> **Requirement 1**:
In the rows, edit the part that opens with the line containing "Task: locate the speckled" and closes with the line containing "column 138, row 140": give only those lines again with "wooden surface" changed to "wooden tabletop" and nothing else altered.

> **Given text**:
######

Known as glacial rock flour, the silt is crushed to nano-particles by the weight of the retreating ice sheet, which deposits roughly one billion tonnes of it on the world’s largest island per year.

Professor Minik Rosing and his team at the University of Copenhagen have established the nutrient-rich mud boosts agricultural output when applied to farmland and absorbs carbon dioxide from the air in the process.

Scientists at multinational brewer Carlsberg are also investigating and have found that adding 25 tonnes of glacial rock flour per hectare increased crop yield on barley fields in Denmark by 30%.

Similarly, researchers from the University of Ghana, managed to increase maize yields by 30% using glacial rock flour to offset the impact of rain and heat on poor farmland.

The nano size of the silt’s particles is what allows plants more access to nutrients including potassium, calcium and silicon compared to normal rocky farmland.

“We are at the stage in this project where we definitely know that it works,” Rosing says. “There are many barriers between this and a big scale industry, but the potential is definitely there.”

Continued here.

######

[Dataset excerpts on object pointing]
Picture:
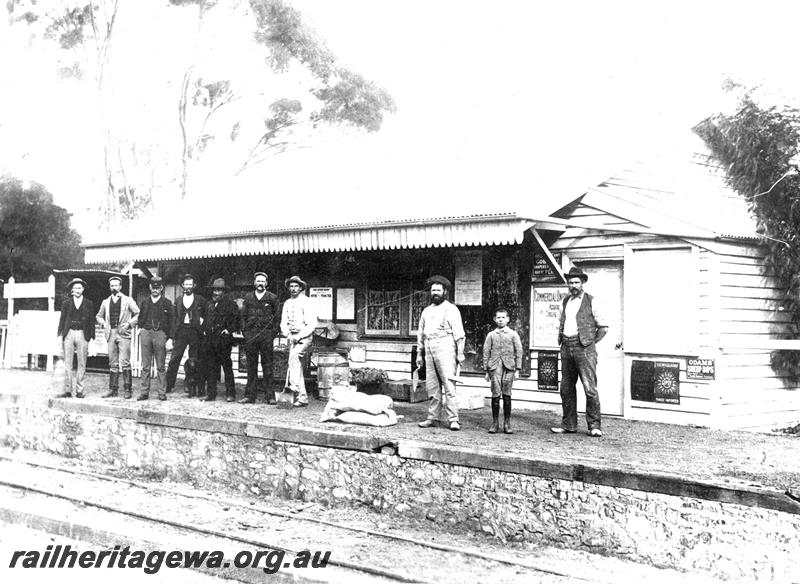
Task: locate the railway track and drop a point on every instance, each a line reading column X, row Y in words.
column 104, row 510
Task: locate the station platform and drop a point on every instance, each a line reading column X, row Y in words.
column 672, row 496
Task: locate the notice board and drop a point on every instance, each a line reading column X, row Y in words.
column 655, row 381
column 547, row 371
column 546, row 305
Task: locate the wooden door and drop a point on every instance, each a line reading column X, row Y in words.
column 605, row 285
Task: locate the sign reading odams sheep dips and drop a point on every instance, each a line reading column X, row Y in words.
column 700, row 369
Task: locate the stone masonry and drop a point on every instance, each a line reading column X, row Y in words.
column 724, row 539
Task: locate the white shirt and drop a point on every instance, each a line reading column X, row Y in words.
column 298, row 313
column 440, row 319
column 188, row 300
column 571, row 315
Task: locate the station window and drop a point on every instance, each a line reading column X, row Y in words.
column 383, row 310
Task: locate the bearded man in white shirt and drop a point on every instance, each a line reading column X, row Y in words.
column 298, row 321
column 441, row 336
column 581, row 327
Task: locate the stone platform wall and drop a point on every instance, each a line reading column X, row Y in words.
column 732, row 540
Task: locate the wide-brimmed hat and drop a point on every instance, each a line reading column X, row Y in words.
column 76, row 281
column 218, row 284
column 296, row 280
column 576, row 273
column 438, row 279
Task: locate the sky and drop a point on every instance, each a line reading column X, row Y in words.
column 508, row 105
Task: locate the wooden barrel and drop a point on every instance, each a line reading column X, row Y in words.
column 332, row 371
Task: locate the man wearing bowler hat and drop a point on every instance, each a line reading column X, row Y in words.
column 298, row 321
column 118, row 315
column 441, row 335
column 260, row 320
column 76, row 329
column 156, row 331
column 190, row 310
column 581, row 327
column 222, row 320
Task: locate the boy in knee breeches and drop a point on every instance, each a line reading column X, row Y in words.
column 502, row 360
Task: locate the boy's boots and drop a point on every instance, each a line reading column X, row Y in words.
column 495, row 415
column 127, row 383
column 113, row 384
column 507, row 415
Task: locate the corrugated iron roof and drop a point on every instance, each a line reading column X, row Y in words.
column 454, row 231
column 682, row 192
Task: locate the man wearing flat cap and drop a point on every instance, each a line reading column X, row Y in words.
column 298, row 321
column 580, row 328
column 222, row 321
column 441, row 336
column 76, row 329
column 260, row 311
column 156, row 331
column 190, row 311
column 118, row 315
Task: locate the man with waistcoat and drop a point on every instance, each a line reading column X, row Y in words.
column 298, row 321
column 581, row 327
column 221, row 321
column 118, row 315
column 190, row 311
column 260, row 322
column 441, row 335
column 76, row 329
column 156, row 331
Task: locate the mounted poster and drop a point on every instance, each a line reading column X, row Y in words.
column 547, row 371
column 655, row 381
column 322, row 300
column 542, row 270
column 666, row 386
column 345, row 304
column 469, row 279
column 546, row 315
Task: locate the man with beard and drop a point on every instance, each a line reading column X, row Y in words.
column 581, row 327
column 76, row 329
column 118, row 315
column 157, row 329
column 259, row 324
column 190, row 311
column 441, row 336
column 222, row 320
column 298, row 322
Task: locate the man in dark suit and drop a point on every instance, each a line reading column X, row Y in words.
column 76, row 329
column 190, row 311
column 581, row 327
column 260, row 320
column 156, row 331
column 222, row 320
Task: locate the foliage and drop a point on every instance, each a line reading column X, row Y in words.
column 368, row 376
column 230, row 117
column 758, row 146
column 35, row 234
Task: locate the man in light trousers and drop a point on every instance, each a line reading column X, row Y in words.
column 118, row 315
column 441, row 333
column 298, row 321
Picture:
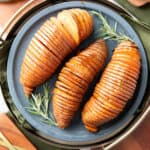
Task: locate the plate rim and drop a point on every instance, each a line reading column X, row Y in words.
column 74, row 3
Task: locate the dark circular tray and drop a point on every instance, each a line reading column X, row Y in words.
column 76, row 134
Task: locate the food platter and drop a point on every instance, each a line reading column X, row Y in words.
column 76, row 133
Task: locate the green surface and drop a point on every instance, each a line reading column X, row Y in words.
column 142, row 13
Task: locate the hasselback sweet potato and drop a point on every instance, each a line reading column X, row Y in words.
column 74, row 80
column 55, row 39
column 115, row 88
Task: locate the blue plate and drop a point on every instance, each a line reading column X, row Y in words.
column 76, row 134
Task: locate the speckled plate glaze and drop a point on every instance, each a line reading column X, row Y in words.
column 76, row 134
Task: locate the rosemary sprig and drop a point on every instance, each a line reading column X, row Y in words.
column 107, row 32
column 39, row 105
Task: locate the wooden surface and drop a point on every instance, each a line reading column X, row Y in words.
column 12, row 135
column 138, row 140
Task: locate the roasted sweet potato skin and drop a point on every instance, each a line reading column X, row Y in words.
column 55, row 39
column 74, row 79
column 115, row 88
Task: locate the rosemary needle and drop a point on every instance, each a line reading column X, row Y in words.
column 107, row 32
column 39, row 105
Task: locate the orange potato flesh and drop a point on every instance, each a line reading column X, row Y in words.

######

> **Requirement 2**:
From the passage on glacial rock flour, return the part that opens with the words "Scientists at multinational" and closes with "on poor farmland.", copied word for word.

> **Complete answer 1**:
Task: locate the speckled plate glaze and drop a point on every instance, each a line reading column X, row Y in words.
column 76, row 134
Task: locate the rosemary sprig and drop a point on every instance, each a line reading column X, row Y in words.
column 107, row 32
column 39, row 105
Task: locate the wooden tabletop and drop a point on every instance, each a line reading column X, row Y in words.
column 12, row 135
column 138, row 140

> **Complete answer 2**:
Scientists at multinational brewer Carlsberg are also investigating and have found that adding 25 tonnes of glacial rock flour per hectare increased crop yield on barley fields in Denmark by 30%.

Similarly, researchers from the University of Ghana, managed to increase maize yields by 30% using glacial rock flour to offset the impact of rain and heat on poor farmland.